Copy the lines exactly as they appear, starting with the first line of the records and ending with the line that contains "Write the answer".

### ENTRIES SHOWN ###

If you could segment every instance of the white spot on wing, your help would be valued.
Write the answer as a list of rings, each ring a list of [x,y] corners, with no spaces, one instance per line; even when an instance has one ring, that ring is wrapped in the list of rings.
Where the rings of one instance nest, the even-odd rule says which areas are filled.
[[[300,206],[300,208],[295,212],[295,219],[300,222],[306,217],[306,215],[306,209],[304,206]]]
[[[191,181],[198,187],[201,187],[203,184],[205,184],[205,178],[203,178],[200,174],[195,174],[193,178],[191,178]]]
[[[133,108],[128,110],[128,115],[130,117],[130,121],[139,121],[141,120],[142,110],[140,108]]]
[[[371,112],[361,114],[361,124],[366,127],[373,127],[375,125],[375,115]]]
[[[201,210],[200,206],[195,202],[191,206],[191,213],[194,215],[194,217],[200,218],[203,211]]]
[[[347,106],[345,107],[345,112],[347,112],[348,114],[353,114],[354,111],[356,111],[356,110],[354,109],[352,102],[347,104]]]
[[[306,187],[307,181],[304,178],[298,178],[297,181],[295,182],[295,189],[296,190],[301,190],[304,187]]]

###

### WRITTEN ANSWER
If you could segment every instance of the white spot on wing, your help would be valued.
Write the answer as a list of rings, each ring a list of [x,y] corners, with no spaces, one instance per line; even when an instance has one ring, that ring is wrapped in the list of rings.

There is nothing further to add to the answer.